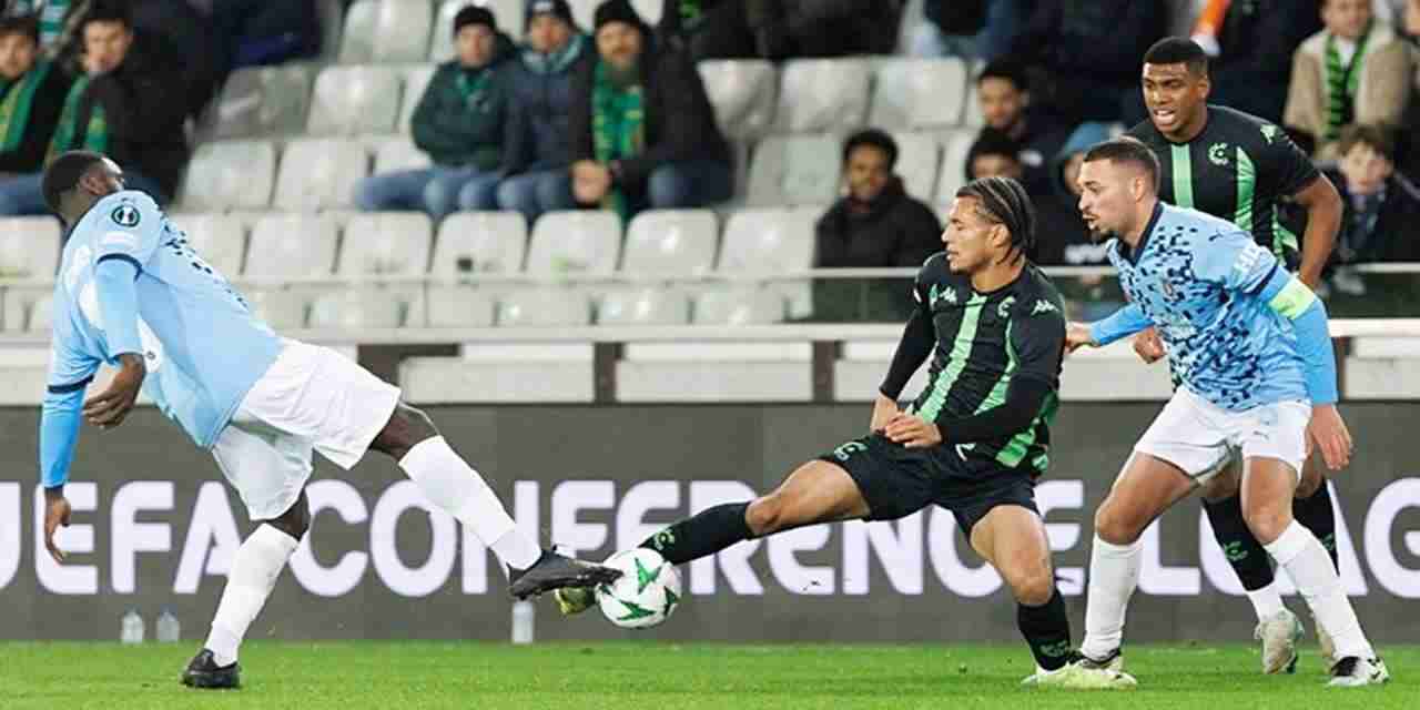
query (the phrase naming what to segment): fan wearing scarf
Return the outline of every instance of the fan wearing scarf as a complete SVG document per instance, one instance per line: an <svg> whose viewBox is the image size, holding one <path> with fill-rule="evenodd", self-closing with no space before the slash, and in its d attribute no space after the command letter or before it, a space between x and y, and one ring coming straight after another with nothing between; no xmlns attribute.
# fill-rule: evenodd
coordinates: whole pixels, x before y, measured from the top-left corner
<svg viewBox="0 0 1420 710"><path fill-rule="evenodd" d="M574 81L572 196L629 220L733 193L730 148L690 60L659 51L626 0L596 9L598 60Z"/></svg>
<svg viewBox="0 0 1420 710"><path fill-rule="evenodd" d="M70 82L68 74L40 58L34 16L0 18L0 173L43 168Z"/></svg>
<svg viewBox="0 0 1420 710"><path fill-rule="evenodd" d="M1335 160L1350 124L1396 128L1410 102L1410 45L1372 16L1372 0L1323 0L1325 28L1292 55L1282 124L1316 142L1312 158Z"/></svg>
^^^^
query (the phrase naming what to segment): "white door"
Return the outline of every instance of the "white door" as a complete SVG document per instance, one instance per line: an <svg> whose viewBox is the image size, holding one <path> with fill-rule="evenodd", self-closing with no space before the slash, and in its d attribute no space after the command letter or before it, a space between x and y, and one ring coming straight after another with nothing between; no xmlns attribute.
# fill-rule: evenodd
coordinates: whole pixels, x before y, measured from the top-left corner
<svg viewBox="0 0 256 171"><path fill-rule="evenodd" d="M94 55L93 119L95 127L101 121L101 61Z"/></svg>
^^^^
> [THE EXERCISE] Recast the data as a JSON list of strings, one string per line with blank lines left out: begin at the line that contains "query (the phrase naming what to segment): fan" and stop after the line that contains "82L68 74L40 58L34", including both.

> [RESULT]
[
  "query (the phrase naming what to segment): fan wearing scarf",
  "Return the outline of every instance of the fan wearing scarf as a complete SVG document per instance, one instance per line: an <svg> whose viewBox is the image size, holding one <path> with fill-rule=\"evenodd\", self-closing with no space before the slash, and in its d attribute no space after the command letter or before it, a space between x and y, and one ring coming straight after another with nothing between; no xmlns attribute.",
  "# fill-rule: evenodd",
  "coordinates: whole pixels, x before y, measured from the top-left corner",
  "<svg viewBox=\"0 0 1420 710\"><path fill-rule=\"evenodd\" d=\"M574 81L572 196L629 220L733 193L730 148L690 60L659 51L626 0L596 9L598 60Z\"/></svg>",
  "<svg viewBox=\"0 0 1420 710\"><path fill-rule=\"evenodd\" d=\"M70 82L68 74L40 58L34 16L0 18L0 173L43 168Z\"/></svg>"
]